Excerpts from a point labeling dataset
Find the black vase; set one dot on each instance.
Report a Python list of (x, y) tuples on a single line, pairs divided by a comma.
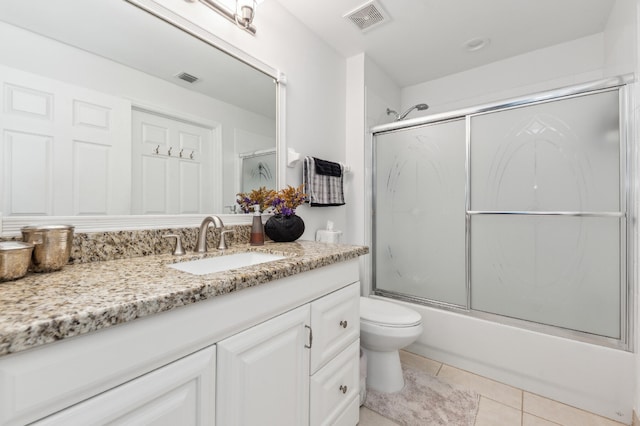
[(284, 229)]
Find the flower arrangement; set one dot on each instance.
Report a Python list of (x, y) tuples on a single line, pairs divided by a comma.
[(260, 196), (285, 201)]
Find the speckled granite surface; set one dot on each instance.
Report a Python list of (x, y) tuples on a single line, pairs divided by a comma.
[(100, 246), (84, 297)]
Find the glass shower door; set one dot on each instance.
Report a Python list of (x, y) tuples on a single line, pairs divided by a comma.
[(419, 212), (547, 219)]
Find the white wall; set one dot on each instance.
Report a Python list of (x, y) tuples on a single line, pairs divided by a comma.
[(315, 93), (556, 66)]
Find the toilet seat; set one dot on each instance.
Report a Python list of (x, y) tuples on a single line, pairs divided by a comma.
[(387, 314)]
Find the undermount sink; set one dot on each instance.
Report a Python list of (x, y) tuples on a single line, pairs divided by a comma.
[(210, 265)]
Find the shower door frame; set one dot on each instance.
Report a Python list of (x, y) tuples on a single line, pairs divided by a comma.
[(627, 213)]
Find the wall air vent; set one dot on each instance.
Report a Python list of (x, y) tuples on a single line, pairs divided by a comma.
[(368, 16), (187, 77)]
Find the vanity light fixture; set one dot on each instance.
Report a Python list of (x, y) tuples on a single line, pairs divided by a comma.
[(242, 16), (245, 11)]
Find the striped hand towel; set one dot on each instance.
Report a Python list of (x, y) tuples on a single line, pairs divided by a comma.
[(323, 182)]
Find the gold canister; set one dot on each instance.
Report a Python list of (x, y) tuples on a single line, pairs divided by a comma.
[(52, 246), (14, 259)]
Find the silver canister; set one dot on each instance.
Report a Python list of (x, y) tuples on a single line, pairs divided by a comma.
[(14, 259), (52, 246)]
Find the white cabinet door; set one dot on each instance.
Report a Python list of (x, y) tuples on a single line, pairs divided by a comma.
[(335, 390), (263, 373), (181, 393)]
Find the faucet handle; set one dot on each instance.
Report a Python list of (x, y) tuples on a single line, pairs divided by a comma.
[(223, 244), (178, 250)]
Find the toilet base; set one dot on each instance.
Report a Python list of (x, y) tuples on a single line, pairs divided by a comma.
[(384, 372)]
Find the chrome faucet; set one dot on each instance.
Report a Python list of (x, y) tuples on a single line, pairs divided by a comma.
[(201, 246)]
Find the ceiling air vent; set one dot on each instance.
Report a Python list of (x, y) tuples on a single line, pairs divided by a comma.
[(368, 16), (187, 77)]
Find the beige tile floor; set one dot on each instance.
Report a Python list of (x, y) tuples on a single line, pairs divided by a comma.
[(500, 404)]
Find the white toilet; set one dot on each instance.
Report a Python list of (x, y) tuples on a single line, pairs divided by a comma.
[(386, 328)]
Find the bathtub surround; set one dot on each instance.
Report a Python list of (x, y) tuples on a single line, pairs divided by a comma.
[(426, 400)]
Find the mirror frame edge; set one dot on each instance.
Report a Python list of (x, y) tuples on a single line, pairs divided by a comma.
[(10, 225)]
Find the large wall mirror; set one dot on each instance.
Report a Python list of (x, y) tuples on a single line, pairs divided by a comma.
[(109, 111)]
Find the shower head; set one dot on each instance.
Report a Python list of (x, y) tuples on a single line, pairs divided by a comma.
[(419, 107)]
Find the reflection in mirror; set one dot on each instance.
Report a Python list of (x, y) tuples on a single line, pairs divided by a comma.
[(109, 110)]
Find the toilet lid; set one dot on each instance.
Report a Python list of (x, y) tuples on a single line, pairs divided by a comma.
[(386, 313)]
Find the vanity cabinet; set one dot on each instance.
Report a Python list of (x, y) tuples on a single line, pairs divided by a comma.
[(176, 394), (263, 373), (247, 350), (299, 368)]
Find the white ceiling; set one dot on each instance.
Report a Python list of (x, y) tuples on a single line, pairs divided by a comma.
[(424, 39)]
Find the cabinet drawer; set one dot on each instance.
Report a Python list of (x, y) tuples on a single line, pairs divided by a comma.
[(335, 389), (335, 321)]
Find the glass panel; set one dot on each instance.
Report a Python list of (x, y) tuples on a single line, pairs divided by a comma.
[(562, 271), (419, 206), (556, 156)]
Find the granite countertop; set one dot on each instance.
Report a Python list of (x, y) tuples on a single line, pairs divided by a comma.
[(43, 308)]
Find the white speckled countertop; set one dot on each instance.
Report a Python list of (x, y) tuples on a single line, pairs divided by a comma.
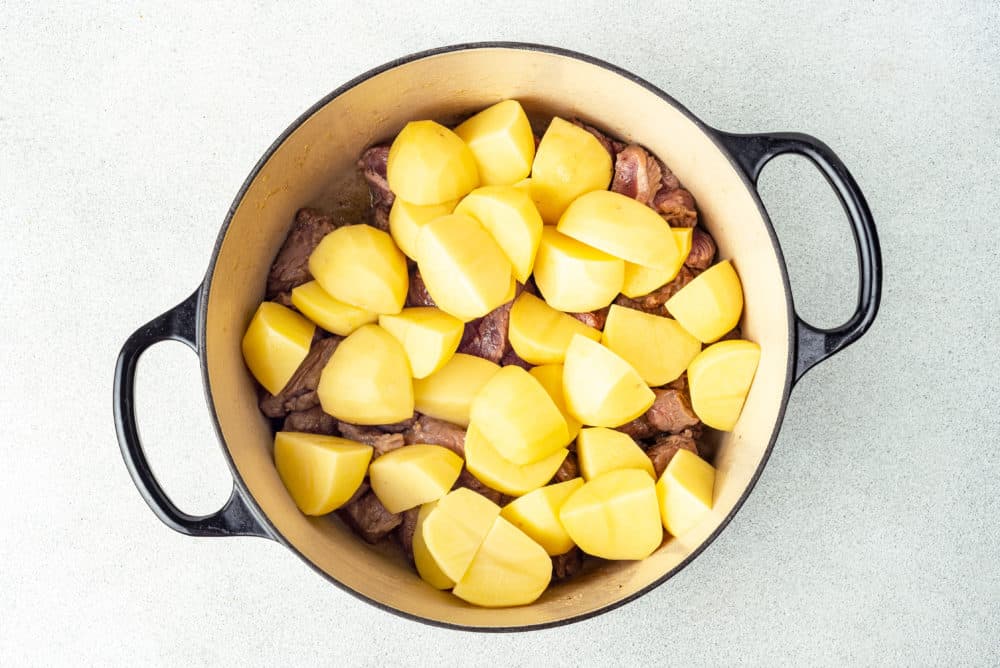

• _Instructions for the task_
Reproduce the lines unchanged, starting with the line that contains "Find the mirror" and ending after the line that contains "[(43, 308)]".

• _Written reply_
Find the mirror frame edge; set one dot on each instance.
Report a Python list of (x, y) tuples on a single line, pairs divided by a comma.
[(10, 225)]
Find the large wall mirror; set one dot on each instance.
Report a Python list of (x, y) tuples on a single line, pairs divided by a comma.
[(109, 111)]
Find the shower head; set one dot on each instance.
Report a Python list of (x, y) tuples on a single line, pairs divided by a comma.
[(419, 107)]
Find the reflection in mirror; set one dot on each instance.
Report a Python list of (x, y) tuples on a single line, pairs divided by a comma.
[(109, 110)]
Find the toilet lid; set one dot on each instance.
Report a Python list of (x, y) tuples on a single line, pairs divided by a comma.
[(386, 313)]
Find the vanity cabinet; set one dot on each instance.
Report a Python list of (x, y) tuples on a single line, pairs divided by a comma.
[(176, 394), (263, 373), (247, 350), (299, 368)]
Find the white ceiling; set one dot on each instance.
Report a Python list of (x, y) tuples on a single line, pairs divided by a comma.
[(424, 39)]
Find the cabinet drawer; set one dot on each instance.
Report a Python list of (x, y) tuples on a single line, pairs divided by a comma.
[(335, 389), (335, 321)]
Find the glass panel; set one dot on each instance.
Report a Python list of (x, y) tuples on a single line, pairs divided by a comma.
[(562, 271), (419, 206), (556, 156)]
Find the granite countertop; set one dot on each instance.
Report a Python list of (x, y) tuples on a single line, pairs divided by a comma.
[(43, 308)]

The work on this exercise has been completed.